- [Task details]: Nothing in the listing should be dropped or altered when it is copied.
★ ★ ★ ★ ★
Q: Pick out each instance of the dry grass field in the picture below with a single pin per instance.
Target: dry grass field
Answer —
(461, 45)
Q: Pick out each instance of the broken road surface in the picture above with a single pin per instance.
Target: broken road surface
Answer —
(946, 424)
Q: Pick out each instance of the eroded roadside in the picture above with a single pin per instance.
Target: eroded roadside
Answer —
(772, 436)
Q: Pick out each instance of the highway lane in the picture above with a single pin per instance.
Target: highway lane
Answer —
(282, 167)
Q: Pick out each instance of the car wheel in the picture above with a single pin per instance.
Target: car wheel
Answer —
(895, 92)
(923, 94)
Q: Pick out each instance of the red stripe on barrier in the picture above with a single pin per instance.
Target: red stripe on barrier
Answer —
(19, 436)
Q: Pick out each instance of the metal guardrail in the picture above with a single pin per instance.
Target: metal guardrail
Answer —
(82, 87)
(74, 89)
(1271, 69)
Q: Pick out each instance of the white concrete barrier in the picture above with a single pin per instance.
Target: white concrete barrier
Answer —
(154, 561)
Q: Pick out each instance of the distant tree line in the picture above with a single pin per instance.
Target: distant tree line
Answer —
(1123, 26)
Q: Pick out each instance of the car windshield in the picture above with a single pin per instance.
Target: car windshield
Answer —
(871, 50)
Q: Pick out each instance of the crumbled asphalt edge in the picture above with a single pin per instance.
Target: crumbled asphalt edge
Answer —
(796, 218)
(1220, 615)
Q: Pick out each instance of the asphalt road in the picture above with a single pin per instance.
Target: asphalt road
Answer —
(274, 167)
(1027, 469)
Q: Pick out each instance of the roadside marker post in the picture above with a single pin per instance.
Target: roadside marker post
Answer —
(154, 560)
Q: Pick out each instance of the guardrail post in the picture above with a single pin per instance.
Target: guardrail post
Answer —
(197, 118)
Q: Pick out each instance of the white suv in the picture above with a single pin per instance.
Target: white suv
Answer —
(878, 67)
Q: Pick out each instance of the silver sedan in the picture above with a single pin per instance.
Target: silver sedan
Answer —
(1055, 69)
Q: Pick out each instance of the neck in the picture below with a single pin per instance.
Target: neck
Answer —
★ ★ ★ ★ ★
- [Written answer]:
Q: Pick out each instance of the dry grass field in the picture below with a single pin per instance.
Target: dry grass field
Answer —
(461, 45)
Q: Pick out each instance of the broken road surface in the picture above with a single pin per instance.
Target: broken road surface
Answer —
(946, 424)
Q: Pick out each instance of the eroded roadside in the picture above with a single pin per instance.
Target: eroded roadside
Answer —
(772, 436)
Q: Pick out each instance of the highway lane in the picture above with a single pin per instance.
Target: highway lane
Answer —
(282, 167)
Q: Pick out each instance of the car wheel in the picture above with a single pin per instance.
Target: car wheel
Answer —
(895, 92)
(923, 94)
Q: Pick out each instance of the red stripe on barrier in the picture above with a single pin per instance.
Target: red stripe on barrier
Answer —
(19, 436)
Q: Pick out each instance of the metal guardrail in the picture above with a single pin per instance.
Target: metal guardrail
Answer —
(82, 87)
(74, 89)
(1271, 69)
Q: Pick out each instance of the white concrete barrier in the picture above with a single pin per instance.
Target: white concrete barrier
Answer —
(154, 561)
Q: Pick out each instance of the distant tree line in the picture above with a single pin per instance.
Target: distant tree line
Answer —
(1123, 26)
Q: Pick out each instance of the car windshield in the picture above with a single pin per instance.
Target: car windshield
Answer —
(871, 50)
Q: Pick out each instance of the crumbled asphalt edge in the picture above with a single pin per instance.
Target: crumbled asphalt edge
Answer —
(796, 218)
(1220, 615)
Q: Pick out each instance of the asphalt road in the picture above with a single pin per instance.
Target: asphalt road
Answer —
(274, 167)
(1027, 469)
Q: Pick out each instance of the roadside marker post in the picture above with a single pin per instance.
Target: roadside marker post
Answer —
(154, 560)
Q: Pick out each instance of the guardrail post in the picture above with a single pin per instance.
Target: guardrail post
Answer —
(197, 118)
Q: Pick out each instance of the white suv in the picture above with a single pin per instance.
Target: white suv
Answer —
(878, 67)
Q: Pick out each instance of the silver sedan in the picture above with a single pin per instance.
Target: silver sedan
Answer —
(1055, 69)
Q: Pick out each instance of the neck in the picture below with a single pin per instance.
Target: neck
Answer —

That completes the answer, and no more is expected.